## TEXT PASSAGE
*****
The buyers that will have the deposit will be the savvy or lucky ones that have either rented significantly below their capabilities (i.e flat share HMO etc) or have remained living with parents or decided not to have children. There seems to be a lot of anecdotal evidence that this is a very large cohort.

 

So who are going to be the buyers?

Mangela B began selling last year and was amazed that it was all FTBs competing with each other.  Her and the EA remarked that they did not realise they are competing in a market with no BTLers (well none who have bought her properties).  Admittedly low inventory so far.

That leaves the landlords of the places they were renting having to find new tenants.   Perhaps not earning as much, or as well positioned, as the tenants who have moved out and bought from angela B, with some perhaps having to lower rents.   Well it's early days yet for that theory yet, but when it becomes more of a shift with BTLers selling.

Eh?  30s... renters with children being worse positioned?  I know many and they are positioned, but want a big fall in values before being willing to proceeds.  Values are found at the margin?  Deposit and already paying the rent, so can afford the mortgage, especially when value slide.   Better positioned to buy than young 20s singletons/couples just coming through who have not had time to save any deposit.  Obviously there are going to be some older renters with children with no deposit, although longtermrenter has £50K saved which he doesn't feel is much of a deposit against these prices.. and it sort of isn't against these prices (he has 3 kids I believe), and seemingly not so optimistic about HPC, as he still hopes to buy in today's market... but that could change, where his £50K goes much further down Kent way, as BTLers bail.
*****
(Image boundary labeling items)
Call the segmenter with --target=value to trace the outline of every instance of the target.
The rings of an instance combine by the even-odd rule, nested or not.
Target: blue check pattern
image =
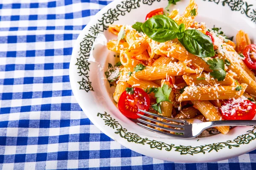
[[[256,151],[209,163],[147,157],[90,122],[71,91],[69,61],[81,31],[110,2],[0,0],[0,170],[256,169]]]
*****
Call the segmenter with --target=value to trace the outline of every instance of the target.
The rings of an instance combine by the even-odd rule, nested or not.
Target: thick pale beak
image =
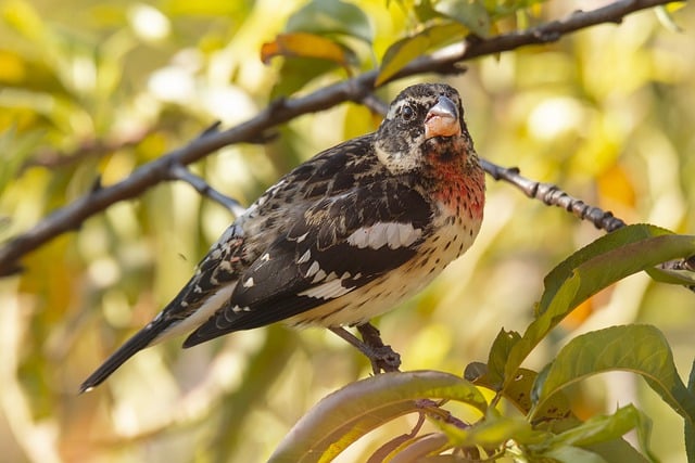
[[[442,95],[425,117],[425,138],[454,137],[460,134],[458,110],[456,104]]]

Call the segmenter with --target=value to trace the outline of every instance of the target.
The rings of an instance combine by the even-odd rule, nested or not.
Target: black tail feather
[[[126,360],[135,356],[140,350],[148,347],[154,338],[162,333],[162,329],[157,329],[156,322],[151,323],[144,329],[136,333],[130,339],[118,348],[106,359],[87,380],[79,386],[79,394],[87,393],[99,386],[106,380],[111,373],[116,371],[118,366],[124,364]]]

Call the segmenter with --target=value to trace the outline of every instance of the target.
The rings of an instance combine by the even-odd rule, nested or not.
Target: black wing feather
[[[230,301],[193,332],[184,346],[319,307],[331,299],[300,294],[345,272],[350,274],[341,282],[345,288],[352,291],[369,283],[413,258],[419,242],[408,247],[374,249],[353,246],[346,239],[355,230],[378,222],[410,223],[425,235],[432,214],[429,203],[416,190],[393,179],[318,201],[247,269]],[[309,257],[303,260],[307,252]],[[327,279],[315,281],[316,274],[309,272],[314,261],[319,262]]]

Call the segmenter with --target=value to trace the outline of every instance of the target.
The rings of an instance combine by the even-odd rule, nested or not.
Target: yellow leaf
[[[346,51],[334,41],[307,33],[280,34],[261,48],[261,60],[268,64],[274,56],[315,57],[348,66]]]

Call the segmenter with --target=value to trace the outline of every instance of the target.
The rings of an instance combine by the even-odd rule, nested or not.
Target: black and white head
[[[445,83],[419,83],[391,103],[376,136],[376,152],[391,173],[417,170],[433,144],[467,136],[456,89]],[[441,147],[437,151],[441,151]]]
*****
## WHAT THIS EXERCISE ASKS
1. List each abbreviation for a housing-market term in the housing market text, in the order each first appears.
2. Carry on the housing market text from its final sentence, keeping the same voice.
None of these lines matter for the work asked here.

## ANSWER SET
1. HMO, FTBs, EA, BTLers, HPC

2.
So who are going to be the buyers?

Other BTLers?  

Into tighter LTV lending (what is it now.. 140%?), SDLT surcharge, Section24, licensing, new upper range fine hikes, slight tilt in change for tenants to get BTLers to repair things preventing S21s) and everything else coming along, including a sentiment change shift risk as S24 bites and any HPC ahead?

Even Mark118 put it this way days after Section 24 announced in 2015, with eye on Section 24 future.... which begins in a few days at the lower-level (ratcheting tighter in years ahead), but tax returns due later, to many unsuspecting property investors.

Of course one unknown is just how many BTLers will want/need to sell up, against the current position of renters, as to extent of any softening in prices or HPC.

Quote

 

OK, so now we are all pretty clear on what the implications are, what next?

I am in the process of remortgaging several of my properties to 85% fixed for 5 years but now I must re-think this.

Should I sell up? Maybe, but the CGT is horrendous!

Maybe I should remortgage to the max and wait for distressed sellers? I’m sure there will be plenty of these and the LPA receivers may well get very busy come 2017 and they won’t be wanting to hold highly leveraged assets that are losing money but still incurring tax liabilities for too long! Will we see early 90’s style fire sale opportunities? If so, cash will be king!

Will lenders change their notional rates to reflect the new cashflow issues? If they do borrowing will get tougher, and as we know, this drives property values down too.

Will mortgage brokers see another crash in applications?

Will BTL purchases in progress be aborted? If so this will hit estate agents and developers.

Will developers be able to continue to build if they lose the BTL off plan speculators which they are so reliant upon to get funding these days?

On balance, I think all those who have huge amounts of cash or the ability to raise it quickly are in for some rich pickings, leaving the rest with major difficulties to endure.

Maybe I will refinance at high gearing and a long term fixed after all?

What are your thoughts?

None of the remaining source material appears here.